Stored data
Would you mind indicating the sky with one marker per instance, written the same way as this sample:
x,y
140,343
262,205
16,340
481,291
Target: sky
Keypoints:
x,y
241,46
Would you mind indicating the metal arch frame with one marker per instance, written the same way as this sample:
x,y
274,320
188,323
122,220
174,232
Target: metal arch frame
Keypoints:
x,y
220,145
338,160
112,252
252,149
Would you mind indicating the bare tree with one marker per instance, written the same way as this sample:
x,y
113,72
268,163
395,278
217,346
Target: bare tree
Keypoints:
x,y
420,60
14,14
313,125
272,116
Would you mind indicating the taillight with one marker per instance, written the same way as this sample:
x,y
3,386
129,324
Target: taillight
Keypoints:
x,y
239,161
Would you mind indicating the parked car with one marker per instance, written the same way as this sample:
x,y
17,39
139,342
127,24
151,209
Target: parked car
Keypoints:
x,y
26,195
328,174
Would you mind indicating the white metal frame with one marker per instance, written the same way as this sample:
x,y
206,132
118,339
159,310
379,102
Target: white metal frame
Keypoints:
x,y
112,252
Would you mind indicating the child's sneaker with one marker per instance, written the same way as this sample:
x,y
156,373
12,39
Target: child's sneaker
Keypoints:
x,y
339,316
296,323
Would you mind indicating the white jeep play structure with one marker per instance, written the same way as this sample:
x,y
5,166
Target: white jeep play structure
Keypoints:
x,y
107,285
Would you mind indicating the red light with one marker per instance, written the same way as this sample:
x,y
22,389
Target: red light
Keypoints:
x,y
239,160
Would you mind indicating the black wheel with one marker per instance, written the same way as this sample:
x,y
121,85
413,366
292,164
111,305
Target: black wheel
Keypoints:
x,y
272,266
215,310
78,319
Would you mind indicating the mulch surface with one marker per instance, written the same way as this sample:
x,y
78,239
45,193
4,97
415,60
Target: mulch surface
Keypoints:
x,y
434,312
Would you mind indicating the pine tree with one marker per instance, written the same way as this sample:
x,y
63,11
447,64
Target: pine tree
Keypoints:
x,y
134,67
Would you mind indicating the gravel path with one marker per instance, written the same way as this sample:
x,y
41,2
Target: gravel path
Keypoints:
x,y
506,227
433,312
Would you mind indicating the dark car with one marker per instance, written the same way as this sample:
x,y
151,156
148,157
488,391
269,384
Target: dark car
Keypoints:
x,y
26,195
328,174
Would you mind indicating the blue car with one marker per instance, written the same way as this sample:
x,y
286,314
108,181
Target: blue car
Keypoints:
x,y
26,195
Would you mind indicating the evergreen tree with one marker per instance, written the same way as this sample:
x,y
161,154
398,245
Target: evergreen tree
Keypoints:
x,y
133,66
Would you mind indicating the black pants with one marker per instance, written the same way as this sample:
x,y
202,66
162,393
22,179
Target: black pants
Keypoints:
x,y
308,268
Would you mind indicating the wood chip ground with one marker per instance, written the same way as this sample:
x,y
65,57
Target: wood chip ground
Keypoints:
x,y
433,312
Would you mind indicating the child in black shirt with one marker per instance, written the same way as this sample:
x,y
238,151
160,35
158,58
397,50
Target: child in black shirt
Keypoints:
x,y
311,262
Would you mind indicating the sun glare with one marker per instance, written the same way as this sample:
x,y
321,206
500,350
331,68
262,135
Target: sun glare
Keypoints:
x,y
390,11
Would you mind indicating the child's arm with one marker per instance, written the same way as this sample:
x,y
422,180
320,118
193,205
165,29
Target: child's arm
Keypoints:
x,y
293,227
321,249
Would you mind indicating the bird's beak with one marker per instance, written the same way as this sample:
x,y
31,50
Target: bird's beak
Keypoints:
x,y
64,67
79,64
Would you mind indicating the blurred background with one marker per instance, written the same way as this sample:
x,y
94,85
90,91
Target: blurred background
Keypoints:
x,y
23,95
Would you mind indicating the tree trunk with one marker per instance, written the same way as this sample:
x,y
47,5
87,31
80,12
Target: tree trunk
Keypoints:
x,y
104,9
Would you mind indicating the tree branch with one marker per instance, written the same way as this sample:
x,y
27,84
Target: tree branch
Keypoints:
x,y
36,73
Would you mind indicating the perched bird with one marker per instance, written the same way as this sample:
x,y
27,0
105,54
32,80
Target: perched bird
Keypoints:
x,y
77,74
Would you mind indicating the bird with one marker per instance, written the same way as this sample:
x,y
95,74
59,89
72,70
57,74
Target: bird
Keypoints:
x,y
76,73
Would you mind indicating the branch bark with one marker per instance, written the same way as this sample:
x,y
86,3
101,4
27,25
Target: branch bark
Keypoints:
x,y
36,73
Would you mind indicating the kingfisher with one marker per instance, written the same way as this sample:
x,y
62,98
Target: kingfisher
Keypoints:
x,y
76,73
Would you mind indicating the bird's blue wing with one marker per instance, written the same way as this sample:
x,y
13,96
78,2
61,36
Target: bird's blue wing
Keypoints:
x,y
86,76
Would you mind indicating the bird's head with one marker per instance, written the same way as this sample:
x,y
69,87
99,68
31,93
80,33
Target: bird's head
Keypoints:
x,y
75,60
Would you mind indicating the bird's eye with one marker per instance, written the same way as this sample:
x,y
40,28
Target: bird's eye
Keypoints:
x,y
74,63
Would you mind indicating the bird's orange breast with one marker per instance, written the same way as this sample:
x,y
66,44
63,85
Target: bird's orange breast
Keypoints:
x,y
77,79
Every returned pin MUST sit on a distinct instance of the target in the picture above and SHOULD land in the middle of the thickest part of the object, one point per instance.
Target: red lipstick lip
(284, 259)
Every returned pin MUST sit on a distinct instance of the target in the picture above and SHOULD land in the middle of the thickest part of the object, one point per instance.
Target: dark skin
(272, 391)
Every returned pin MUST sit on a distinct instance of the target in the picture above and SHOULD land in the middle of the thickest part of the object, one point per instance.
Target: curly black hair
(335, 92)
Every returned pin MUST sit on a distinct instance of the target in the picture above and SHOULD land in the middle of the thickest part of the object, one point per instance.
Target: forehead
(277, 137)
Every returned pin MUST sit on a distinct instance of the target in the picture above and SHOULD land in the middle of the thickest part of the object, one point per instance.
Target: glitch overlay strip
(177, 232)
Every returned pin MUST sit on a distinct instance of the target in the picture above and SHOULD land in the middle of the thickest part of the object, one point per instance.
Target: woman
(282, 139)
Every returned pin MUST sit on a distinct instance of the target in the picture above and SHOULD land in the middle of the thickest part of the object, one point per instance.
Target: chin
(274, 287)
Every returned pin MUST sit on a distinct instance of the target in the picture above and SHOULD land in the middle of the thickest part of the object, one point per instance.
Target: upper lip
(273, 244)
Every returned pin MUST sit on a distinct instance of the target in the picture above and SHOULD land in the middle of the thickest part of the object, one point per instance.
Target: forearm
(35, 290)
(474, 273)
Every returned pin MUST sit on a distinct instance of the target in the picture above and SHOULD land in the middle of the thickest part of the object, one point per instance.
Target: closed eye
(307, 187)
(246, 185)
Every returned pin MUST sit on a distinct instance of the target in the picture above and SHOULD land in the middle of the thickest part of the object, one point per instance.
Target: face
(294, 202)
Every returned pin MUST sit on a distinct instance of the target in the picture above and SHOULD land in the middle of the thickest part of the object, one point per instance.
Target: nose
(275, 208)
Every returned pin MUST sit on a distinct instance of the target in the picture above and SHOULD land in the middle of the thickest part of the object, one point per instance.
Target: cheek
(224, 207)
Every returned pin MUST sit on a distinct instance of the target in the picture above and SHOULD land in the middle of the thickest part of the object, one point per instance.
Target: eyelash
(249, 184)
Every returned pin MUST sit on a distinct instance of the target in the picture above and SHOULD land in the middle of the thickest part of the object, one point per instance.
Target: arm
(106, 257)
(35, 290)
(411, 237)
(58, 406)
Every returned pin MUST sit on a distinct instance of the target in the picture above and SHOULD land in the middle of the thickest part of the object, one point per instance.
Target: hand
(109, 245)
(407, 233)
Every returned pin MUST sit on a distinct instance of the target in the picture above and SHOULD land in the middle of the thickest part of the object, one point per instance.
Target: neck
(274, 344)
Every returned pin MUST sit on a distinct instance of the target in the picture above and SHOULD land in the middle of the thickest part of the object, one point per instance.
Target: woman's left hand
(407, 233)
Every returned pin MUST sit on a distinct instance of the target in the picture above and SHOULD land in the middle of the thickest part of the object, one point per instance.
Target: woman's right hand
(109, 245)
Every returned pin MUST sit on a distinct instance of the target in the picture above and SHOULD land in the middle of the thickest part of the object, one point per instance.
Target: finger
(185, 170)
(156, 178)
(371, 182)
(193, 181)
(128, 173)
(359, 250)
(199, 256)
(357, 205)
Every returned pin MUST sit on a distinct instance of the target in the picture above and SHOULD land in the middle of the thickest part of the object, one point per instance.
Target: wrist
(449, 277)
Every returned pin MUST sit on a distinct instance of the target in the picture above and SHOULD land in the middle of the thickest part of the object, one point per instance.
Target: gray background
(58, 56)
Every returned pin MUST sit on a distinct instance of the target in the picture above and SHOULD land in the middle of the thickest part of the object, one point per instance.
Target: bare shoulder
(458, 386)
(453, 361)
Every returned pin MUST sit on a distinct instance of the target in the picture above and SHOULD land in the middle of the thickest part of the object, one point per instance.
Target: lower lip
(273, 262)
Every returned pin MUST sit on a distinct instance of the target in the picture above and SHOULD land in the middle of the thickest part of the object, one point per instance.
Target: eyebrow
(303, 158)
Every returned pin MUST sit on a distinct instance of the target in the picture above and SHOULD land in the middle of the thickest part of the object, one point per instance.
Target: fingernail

▸ EXERCISE REQUIREMENTS
Extract every line of the rows above that contains the string "background", matching case exactly.

▸ RESPONSE FOR THIS EXERCISE
Would you mind indicating the blurred background with one marker per instance, written the same way as this sample:
Target: blurred background
Target: gray background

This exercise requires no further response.